## Set task
Count the lines of the records below that contain the string "segment", and give only that number.

━━ Material provided ━━

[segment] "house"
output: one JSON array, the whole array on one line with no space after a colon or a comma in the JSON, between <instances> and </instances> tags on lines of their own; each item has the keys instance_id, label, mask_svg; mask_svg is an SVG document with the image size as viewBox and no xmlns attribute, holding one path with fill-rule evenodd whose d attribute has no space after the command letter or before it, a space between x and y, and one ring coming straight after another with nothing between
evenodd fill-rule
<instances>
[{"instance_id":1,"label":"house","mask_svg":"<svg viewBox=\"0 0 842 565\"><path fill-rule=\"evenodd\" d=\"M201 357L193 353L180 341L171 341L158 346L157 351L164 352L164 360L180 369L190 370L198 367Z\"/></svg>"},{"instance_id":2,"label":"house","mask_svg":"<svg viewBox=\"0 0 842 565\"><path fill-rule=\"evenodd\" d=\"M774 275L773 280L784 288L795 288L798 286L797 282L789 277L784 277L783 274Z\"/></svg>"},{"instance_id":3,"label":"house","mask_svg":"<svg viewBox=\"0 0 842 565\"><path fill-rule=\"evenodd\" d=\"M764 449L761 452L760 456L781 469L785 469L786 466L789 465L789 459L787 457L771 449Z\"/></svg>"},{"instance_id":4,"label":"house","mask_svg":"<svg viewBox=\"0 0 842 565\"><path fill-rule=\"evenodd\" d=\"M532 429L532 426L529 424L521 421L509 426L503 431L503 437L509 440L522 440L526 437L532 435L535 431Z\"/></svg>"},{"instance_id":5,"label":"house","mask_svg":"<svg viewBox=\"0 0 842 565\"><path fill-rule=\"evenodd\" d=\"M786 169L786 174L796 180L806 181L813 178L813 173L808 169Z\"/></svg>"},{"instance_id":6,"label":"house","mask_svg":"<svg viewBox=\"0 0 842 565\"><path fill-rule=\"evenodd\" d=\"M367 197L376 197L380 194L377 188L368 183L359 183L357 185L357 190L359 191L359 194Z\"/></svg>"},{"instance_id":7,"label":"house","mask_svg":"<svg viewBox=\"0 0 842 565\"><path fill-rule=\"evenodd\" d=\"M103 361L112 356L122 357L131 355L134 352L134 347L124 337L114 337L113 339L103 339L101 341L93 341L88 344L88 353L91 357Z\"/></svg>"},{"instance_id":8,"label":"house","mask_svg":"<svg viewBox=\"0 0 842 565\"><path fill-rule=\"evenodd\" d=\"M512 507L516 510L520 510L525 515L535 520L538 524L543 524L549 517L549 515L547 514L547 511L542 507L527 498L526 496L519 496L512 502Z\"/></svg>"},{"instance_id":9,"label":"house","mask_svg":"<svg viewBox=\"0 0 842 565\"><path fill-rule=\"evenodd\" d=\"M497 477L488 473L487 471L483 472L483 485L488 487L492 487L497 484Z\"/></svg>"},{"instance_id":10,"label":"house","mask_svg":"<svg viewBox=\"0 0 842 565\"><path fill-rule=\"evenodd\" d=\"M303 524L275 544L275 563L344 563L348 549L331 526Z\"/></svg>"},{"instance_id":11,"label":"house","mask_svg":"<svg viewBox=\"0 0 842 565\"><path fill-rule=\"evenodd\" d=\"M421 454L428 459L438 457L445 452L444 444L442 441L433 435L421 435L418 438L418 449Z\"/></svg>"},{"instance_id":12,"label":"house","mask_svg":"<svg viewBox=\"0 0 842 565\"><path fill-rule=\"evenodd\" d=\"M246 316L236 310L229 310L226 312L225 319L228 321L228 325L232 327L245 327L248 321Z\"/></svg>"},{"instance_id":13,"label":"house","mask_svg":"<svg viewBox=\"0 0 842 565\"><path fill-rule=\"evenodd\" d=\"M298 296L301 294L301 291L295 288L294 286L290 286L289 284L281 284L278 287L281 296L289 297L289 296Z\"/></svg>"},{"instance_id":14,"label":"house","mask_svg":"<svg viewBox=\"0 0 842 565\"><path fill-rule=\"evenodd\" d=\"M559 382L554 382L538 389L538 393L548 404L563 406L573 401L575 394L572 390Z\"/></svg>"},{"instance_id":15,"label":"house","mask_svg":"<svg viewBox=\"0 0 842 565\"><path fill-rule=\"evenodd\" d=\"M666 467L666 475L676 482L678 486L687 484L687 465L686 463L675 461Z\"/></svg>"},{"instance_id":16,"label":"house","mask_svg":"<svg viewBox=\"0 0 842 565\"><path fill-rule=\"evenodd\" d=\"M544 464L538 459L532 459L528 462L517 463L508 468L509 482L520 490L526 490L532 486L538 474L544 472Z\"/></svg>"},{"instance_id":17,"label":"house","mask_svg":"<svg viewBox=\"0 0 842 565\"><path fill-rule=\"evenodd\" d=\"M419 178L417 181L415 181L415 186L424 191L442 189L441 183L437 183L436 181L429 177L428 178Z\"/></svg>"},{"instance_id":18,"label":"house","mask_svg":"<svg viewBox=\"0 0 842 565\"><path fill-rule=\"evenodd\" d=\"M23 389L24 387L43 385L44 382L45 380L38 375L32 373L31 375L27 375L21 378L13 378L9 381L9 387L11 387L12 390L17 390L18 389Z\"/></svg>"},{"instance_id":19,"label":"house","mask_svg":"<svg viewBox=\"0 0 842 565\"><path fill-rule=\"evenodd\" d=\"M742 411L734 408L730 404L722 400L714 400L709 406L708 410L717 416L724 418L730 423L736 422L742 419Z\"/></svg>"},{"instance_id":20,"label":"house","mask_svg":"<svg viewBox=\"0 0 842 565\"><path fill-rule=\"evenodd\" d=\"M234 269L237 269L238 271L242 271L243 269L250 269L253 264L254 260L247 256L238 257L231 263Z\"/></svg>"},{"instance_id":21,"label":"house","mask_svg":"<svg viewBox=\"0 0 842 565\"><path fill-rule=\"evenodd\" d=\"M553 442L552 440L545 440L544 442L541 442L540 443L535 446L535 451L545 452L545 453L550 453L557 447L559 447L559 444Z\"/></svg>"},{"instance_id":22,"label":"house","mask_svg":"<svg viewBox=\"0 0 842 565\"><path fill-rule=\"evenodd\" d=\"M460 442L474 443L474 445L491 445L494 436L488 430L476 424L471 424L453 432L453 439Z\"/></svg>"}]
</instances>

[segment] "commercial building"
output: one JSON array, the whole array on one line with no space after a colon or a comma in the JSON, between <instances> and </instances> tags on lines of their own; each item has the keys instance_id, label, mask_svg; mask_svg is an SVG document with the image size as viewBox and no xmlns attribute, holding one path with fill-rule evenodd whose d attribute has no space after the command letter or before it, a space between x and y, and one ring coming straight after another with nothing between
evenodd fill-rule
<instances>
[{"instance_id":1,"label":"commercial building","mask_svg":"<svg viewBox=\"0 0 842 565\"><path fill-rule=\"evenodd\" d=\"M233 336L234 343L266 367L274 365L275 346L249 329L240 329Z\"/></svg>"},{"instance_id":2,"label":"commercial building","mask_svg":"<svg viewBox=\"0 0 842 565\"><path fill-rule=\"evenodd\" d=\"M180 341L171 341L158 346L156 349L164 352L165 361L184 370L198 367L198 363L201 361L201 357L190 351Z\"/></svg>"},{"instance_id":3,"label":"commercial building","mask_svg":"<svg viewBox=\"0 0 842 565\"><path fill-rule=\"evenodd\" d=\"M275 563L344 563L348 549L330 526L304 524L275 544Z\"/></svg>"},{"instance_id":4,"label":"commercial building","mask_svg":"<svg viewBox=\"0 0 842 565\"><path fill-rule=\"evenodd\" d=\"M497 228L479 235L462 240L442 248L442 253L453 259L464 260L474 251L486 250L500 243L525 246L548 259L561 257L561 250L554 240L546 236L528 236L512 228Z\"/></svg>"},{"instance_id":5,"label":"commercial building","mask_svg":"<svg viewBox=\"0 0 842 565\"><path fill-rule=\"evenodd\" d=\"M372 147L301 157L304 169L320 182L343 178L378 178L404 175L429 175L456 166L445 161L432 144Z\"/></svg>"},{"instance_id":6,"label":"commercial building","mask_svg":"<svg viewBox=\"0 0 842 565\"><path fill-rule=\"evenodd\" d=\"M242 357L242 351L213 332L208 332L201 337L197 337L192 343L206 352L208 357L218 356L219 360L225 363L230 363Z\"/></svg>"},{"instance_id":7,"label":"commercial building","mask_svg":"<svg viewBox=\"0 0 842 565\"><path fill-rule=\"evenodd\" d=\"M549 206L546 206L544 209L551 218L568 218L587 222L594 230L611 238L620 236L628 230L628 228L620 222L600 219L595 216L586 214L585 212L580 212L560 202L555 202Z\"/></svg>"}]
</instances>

━━━

## Exercise response
2